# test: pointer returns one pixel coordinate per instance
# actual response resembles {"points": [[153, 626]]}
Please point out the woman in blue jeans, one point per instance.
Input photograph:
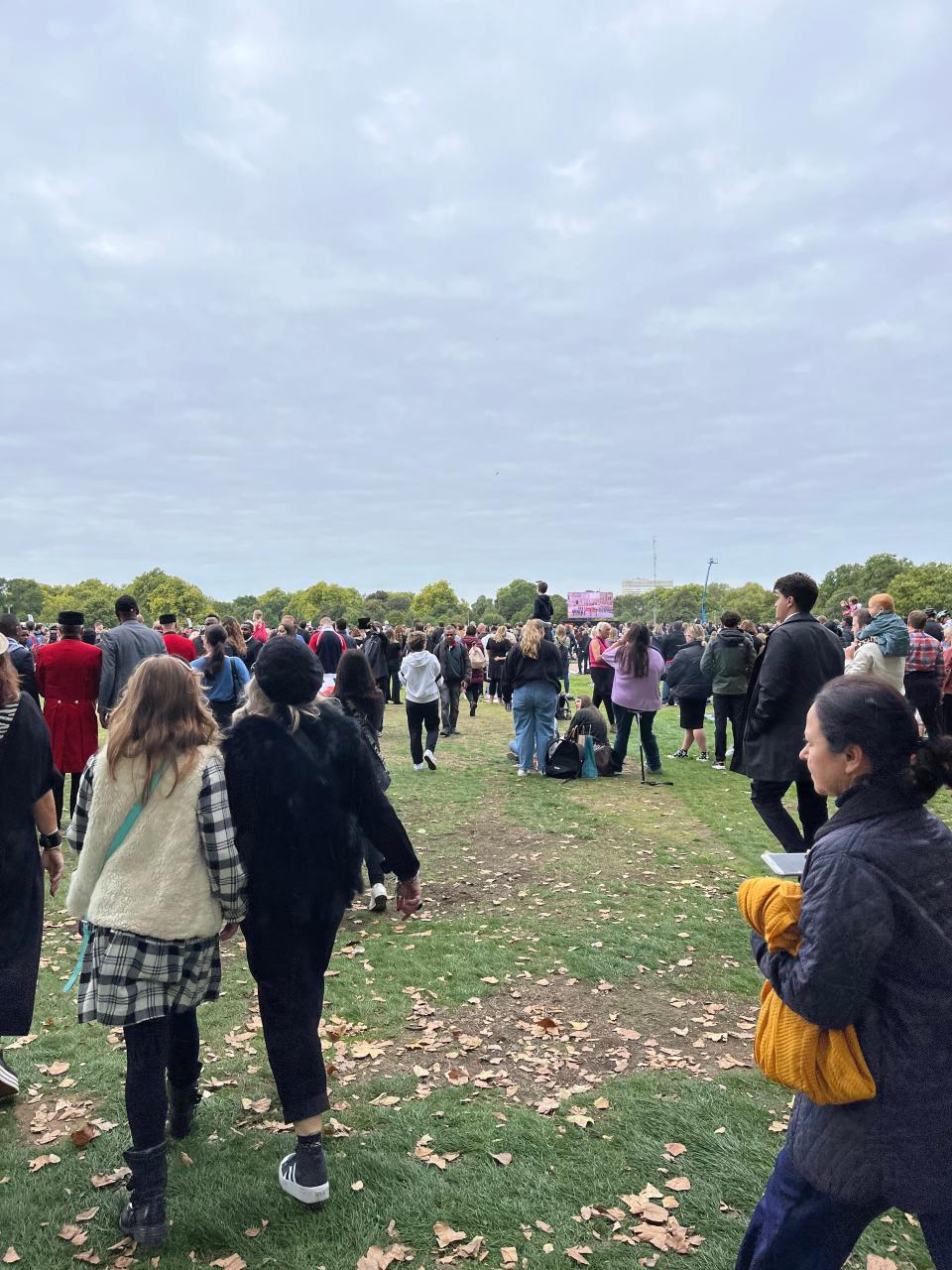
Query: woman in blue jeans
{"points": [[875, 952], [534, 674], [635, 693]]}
--
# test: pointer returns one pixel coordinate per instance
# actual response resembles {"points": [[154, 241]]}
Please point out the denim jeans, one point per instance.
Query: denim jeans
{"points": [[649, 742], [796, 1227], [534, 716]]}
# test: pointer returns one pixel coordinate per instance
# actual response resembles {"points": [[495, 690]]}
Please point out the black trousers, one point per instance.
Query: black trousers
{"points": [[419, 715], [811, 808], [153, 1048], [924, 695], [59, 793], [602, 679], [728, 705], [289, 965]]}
--
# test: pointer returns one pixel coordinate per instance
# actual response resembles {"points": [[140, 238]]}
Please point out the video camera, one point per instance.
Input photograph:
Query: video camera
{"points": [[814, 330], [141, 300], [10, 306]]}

▶ [EXERCISE OBJECTIVE]:
Report every line of the preceding listing where the string "Please" occurs.

▶ [RESPONSE BOX]:
Please point out the woman in blue jeans, one point per instance.
Please point out the denim jeans, one point per instance.
Please point out the black trousers, one point per instance.
Please point out the video camera, one point per instance.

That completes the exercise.